Source text:
____

Vaikkojoki River has been designated the status of a protected area enlisted in the Natura 2000 ecological network of the E.U.

=== Habitat types ===
Vaikkojoki River is situated in Boreal Biogeographic Region. Protected area covers 258 hectares. The most typical habitat types are coniferous woodland (50% of the area), Western taïga (31%), Fennoscandian natural rivers (25%) and bog woodland (19%).

The other habitats of Vaikkojoki Natura 2000 Site are natural dystrophic lakes and ponds, active raised bogs, transition mires and quaking bogs.

The minimum elevation of Vaikkojoki Natura 2000 Site is 104 m. The maximum is 190 m, and the mean is 131 m.

===Bird species===
Black woodpecker (Dryocopus martius), common crane (Grus grus) and western capercaillie (Tetrao urogallus) are the biggest birds in the area of Vaikkojoki.

____

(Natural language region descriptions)
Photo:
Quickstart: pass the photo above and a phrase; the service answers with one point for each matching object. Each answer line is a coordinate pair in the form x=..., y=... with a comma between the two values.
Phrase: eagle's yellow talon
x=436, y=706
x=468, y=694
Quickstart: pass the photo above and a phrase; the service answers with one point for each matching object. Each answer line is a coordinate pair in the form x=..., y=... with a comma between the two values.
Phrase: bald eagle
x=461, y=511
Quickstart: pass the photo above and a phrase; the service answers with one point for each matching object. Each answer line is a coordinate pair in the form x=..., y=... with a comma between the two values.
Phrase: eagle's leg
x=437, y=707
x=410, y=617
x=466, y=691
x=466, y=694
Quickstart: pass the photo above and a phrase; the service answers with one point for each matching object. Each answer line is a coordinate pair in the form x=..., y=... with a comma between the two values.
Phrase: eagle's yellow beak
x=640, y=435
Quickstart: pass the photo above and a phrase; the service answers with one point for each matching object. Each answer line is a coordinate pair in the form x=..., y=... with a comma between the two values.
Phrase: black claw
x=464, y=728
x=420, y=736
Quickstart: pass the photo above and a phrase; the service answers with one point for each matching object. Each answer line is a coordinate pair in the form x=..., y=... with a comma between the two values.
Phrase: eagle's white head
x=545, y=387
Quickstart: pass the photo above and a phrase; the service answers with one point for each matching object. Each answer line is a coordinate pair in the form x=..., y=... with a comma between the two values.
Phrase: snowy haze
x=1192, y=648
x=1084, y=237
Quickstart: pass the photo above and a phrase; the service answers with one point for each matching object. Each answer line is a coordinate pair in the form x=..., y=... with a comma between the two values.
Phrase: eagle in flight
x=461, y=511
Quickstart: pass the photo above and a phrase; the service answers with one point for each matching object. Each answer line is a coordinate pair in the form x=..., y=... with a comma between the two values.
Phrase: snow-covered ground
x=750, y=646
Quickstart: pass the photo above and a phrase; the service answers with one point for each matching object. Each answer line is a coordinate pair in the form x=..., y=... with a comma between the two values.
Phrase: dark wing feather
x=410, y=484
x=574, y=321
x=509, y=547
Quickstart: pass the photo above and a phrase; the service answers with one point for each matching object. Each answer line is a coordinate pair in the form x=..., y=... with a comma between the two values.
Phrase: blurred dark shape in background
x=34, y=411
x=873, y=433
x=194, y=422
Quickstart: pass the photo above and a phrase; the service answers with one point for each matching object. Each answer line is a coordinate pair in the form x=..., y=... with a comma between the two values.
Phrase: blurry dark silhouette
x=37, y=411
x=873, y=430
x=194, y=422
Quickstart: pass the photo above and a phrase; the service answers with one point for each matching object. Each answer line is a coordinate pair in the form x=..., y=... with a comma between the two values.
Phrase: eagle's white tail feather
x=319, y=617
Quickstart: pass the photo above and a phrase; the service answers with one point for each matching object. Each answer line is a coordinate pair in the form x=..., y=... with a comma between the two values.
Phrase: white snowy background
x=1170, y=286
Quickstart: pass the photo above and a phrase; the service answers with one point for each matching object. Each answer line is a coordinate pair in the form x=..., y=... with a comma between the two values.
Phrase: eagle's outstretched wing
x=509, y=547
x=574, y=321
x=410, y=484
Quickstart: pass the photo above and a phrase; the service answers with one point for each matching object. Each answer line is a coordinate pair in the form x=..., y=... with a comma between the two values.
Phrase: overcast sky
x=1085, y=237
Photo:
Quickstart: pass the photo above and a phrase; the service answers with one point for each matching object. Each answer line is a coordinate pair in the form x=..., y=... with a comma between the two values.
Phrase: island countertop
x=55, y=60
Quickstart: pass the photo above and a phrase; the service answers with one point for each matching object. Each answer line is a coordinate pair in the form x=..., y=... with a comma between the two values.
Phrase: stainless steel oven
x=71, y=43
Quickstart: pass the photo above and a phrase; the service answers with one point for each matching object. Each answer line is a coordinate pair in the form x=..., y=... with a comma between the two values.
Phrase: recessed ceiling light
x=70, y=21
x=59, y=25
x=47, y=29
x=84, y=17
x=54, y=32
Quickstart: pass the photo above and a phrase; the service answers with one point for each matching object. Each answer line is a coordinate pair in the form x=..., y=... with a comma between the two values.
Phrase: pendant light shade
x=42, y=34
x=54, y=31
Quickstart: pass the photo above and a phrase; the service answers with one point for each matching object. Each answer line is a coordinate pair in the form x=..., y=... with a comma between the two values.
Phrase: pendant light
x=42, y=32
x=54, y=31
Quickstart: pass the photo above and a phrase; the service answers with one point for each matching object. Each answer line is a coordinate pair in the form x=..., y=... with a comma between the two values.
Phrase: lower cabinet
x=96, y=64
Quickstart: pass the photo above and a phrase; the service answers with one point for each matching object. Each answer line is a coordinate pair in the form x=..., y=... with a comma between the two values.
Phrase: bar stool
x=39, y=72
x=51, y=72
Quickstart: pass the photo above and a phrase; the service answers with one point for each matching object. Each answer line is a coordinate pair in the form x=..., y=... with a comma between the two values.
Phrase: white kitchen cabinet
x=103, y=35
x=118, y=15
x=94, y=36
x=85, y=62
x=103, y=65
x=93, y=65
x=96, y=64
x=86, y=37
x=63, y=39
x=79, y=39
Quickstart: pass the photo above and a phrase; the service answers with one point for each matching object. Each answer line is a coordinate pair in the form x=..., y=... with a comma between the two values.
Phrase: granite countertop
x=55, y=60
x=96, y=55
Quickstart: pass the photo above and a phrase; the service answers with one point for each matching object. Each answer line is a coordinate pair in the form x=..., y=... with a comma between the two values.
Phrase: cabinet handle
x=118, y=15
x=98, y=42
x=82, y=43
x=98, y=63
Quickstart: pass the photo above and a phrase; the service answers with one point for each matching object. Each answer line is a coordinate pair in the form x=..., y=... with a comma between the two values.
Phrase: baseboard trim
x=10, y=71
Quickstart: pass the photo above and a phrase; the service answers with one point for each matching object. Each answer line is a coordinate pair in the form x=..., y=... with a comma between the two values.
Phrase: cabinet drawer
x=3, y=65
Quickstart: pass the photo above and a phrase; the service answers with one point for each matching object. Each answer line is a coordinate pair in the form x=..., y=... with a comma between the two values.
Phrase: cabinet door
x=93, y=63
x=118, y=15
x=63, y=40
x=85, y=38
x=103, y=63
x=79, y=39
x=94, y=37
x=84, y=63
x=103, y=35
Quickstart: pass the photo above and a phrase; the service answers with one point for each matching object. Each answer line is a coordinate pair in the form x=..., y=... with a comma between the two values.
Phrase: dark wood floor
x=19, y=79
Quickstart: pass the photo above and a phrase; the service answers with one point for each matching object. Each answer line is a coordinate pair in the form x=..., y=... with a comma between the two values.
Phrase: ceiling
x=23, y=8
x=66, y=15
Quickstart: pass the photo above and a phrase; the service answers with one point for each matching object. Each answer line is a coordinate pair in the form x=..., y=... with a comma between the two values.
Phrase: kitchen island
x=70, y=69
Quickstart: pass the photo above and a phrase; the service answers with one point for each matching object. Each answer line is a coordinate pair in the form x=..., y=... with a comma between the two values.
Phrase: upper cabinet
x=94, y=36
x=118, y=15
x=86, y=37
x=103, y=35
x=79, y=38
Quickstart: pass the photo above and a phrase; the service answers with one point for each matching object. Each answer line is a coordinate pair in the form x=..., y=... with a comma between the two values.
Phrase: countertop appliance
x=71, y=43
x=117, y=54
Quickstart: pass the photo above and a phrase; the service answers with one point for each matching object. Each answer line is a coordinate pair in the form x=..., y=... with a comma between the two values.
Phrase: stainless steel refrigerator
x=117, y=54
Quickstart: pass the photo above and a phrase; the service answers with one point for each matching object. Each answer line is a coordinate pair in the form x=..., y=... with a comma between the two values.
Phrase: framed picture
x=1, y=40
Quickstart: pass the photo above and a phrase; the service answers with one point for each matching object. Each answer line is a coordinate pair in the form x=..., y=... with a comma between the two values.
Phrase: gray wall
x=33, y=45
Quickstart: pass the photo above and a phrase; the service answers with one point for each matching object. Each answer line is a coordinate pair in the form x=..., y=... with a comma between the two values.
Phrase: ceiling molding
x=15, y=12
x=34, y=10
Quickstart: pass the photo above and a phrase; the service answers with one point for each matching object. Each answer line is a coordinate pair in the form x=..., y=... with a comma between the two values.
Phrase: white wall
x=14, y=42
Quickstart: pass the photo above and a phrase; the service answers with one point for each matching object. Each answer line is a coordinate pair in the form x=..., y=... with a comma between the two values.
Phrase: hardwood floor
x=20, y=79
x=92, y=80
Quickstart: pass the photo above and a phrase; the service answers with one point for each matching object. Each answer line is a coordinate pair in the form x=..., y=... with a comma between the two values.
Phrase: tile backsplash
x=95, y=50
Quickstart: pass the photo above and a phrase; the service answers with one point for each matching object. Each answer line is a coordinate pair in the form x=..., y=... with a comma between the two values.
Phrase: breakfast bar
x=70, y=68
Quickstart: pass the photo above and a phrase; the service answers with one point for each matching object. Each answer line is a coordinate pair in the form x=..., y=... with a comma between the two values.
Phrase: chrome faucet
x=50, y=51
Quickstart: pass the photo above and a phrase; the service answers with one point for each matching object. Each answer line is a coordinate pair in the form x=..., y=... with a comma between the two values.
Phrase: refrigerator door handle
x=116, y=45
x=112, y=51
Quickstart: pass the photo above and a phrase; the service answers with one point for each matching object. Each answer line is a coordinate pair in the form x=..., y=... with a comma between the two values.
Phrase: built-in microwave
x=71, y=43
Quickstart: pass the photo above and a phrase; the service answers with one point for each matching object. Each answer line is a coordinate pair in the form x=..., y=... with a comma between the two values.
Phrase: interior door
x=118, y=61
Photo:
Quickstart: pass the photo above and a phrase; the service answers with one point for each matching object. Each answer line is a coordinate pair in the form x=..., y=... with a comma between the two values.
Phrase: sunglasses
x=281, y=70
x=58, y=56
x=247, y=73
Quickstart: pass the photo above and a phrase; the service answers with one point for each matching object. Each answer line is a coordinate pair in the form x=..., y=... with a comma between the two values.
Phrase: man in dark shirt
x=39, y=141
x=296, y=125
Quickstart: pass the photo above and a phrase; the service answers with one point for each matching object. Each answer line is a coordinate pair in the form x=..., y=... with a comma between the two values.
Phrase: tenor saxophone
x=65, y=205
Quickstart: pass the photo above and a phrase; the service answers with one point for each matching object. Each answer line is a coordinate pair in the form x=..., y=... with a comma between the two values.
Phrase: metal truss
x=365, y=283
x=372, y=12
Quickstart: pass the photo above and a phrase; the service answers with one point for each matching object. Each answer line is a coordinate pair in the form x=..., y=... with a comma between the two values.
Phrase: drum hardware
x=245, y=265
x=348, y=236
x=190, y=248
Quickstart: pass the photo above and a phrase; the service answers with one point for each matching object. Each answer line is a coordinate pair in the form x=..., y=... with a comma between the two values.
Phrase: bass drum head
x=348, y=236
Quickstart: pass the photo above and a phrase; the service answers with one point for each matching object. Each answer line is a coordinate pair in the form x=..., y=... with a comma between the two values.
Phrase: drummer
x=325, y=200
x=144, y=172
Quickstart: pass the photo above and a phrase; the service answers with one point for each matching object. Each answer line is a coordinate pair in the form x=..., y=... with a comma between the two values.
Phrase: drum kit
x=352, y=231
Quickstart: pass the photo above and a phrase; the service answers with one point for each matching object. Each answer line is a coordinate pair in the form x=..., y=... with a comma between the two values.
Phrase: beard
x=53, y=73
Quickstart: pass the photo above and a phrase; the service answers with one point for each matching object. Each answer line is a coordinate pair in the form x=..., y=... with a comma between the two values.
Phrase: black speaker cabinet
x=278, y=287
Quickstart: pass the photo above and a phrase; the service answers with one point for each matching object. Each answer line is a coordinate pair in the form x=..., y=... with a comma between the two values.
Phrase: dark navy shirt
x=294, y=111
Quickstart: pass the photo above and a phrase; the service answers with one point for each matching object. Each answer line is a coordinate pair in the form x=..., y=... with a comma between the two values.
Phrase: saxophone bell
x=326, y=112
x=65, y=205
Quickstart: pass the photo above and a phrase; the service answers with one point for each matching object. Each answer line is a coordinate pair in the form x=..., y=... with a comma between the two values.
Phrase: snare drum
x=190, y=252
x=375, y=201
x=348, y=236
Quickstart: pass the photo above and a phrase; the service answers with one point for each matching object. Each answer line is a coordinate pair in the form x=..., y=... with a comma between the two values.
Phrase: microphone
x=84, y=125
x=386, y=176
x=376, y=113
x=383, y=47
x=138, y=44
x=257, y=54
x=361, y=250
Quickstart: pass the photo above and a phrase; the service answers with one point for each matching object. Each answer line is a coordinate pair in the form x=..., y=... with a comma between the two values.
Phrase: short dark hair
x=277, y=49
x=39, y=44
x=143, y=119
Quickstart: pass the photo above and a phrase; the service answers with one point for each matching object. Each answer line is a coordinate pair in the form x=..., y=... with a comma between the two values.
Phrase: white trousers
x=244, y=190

____

Work request A:
According to the Vaikkojoki River text, how many hectares does the protected area cover?
Work request B:
Using the Vaikkojoki River text, explain what it gives to support its list of the most typical habitat types in the area. Answer in one to three sentences.
Work request C:
Continue the Vaikkojoki River text from the point where it stops.

Answer space A:
258 hectares.

Answer space B:
The text backs each of the four habitat types with its share of the protected area. Coniferous woodland covers 50%, Western taïga 31%, Fennoscandian natural rivers 25%, and bog woodland 19%.

Answer space C:
The green sandpiper (Tringa ochropus) and the common gull (Larus canus) are typical freshwater birds in the river habitat. Other bird species include the common chaffinch (Fringilla coelebs), the willow warbler (Phylloscopus trochilus), the tree pipit (Anthus trivialis), the common redpoll (Carduelis flammea), the great tit (Parus major), the spotted flycatcher (Muscicapa striata), the red crossbill (Loxia curvirostra), the Eurasian treecreeper (Certhia familiaris), the wood warbler (Phylloscopus sibilatrix), the greenish warbler (Phylloscopus trochiloides) and the goldcrest (Regulus regulus).